Coordinate annotation entries
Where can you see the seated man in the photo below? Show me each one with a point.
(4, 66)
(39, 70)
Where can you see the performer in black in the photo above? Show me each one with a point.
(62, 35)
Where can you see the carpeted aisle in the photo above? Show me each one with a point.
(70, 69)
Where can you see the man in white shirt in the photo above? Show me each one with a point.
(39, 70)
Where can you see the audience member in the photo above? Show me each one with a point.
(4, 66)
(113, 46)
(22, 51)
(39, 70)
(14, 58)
==
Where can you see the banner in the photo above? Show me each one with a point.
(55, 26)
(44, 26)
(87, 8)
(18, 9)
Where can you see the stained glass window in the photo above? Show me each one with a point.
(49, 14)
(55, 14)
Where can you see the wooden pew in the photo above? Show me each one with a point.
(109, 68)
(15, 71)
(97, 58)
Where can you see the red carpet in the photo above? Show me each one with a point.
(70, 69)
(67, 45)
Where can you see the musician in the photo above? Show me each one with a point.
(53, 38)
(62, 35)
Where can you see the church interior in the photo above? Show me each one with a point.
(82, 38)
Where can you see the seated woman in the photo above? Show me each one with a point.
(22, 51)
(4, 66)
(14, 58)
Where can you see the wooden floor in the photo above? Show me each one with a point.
...
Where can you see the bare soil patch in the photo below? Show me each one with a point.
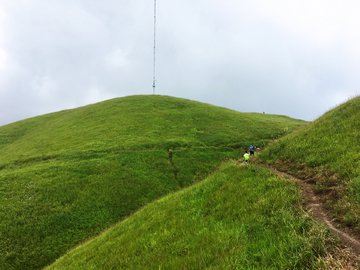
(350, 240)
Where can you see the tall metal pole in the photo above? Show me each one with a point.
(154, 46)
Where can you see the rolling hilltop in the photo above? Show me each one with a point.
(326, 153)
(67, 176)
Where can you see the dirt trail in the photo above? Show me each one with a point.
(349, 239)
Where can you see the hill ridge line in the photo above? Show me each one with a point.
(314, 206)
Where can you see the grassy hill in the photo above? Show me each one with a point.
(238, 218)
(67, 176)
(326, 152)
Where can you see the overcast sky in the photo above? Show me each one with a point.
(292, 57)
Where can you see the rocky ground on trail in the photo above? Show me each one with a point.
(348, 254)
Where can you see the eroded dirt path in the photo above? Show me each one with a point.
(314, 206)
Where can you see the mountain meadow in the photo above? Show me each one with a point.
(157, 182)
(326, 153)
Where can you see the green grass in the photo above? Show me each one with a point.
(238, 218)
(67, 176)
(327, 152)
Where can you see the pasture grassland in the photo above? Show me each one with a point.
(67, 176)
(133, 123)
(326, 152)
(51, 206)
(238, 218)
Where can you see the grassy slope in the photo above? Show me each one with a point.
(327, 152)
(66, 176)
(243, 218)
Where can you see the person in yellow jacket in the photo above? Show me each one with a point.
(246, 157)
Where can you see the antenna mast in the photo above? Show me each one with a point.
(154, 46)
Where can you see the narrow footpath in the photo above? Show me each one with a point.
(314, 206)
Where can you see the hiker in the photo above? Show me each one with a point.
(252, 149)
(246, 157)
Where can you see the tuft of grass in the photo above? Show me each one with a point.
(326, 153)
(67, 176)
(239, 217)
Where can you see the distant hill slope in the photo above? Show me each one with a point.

WRITTEN EXERCISE — Copy, word for word, the stretch of the entries above from the line containing "Where can you see the narrow" through the line containing "Where can you see the distant".

EXERCISE ANSWER —
Where can you see the narrow footpath in the photo above? Show me each one with a point.
(314, 206)
Where can you see the hiker in the photo above? Show me each one with a point.
(252, 149)
(246, 157)
Where can you see the tuft of grass in the photo above? Show me each one with a point.
(326, 153)
(67, 176)
(239, 217)
Where can you see the distant hill slope in the photo above? Show me each one with a point.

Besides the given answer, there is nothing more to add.